-- BEGIN Supplied entries --

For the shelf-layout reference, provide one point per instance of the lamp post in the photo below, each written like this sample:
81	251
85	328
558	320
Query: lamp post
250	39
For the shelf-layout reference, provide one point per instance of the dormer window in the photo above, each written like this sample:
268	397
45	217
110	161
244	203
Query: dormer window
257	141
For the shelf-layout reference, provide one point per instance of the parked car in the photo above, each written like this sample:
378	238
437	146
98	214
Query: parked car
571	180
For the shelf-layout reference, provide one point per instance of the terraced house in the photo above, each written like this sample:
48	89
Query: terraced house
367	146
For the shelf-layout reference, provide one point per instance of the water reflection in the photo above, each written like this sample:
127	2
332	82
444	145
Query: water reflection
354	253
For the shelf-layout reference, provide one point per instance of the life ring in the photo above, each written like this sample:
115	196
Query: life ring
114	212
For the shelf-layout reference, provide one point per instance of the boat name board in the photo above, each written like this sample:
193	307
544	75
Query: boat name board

-- END Supplied entries --

[Task directions]
Copy every one of the lines of data above word for word, with no changes.

[The solution]
For the shelf-layout reference, provide one point per instance of the lamp post in the photo below, each written like this sample:
81	251
85	328
558	320
Query: lamp post
250	39
For the shelf-layout reference, provide one point per instance of the dormer window in the photo above, each written like this sample:
268	397
45	217
110	161
244	203
Query: dormer window
257	141
For the shelf-layout reference, provide one point per instance of the parked car in the photo above, each written like this sample:
378	238
437	146
98	214
Query: parked car
571	180
For the shelf-layout reference, provide one point per instance of the terraced house in the photo above, each written like this sample:
48	89
Query: terraced house
367	146
For the shelf-layout reference, provide one point per instance of the water reflection in the photo above, each written like this sample:
127	2
332	82
444	145
Query: water reflection
354	253
For the shelf-layout reference, provide one point per instance of the life ring in the photo above, each written like this sample:
115	196
Query: life ring
114	212
For the shelf-layout reference, provide one point per instance of the boat name board in the photo above, each written like this sample:
193	307
544	75
Query: boat name board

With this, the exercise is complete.